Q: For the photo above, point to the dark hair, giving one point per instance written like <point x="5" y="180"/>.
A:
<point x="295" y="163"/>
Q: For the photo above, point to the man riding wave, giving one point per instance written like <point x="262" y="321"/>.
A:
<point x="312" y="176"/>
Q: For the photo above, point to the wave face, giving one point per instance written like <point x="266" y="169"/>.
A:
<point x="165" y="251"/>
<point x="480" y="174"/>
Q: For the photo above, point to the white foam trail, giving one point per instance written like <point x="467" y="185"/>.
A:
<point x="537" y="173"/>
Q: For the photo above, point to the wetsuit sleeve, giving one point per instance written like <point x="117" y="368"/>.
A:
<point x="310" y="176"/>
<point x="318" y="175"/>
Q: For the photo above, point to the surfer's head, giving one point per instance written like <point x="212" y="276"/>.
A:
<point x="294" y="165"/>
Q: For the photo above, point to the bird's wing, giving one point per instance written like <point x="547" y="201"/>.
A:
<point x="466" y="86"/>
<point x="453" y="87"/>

****************

(Task instructions): Repeat all of the material above word for word, line by line, with nothing changed.

(Response):
Q: For the photo above, point to the dark hair, giving one point per instance written like <point x="5" y="180"/>.
A:
<point x="295" y="163"/>
Q: For the photo above, point to the man riding wave, giving one point per instance written like <point x="262" y="321"/>.
A:
<point x="312" y="176"/>
Q: For the photo above, point to the wave face, giving one point per instance written like <point x="266" y="169"/>.
A:
<point x="165" y="251"/>
<point x="480" y="174"/>
Q: For the photo above, point to the white foam trail, giving one point per instance written like <point x="467" y="185"/>.
A:
<point x="537" y="173"/>
Q: For the photo above, point to the wetsuit sleeve, giving one point per instance written like <point x="117" y="368"/>.
A:
<point x="310" y="176"/>
<point x="318" y="175"/>
Q: For the photo above, point to the surfer's head, giving one point per instance written like <point x="212" y="276"/>.
A:
<point x="294" y="165"/>
Q: For the photo above, point to the bird's wing, giving one point per instance written like <point x="547" y="201"/>.
A:
<point x="466" y="86"/>
<point x="453" y="87"/>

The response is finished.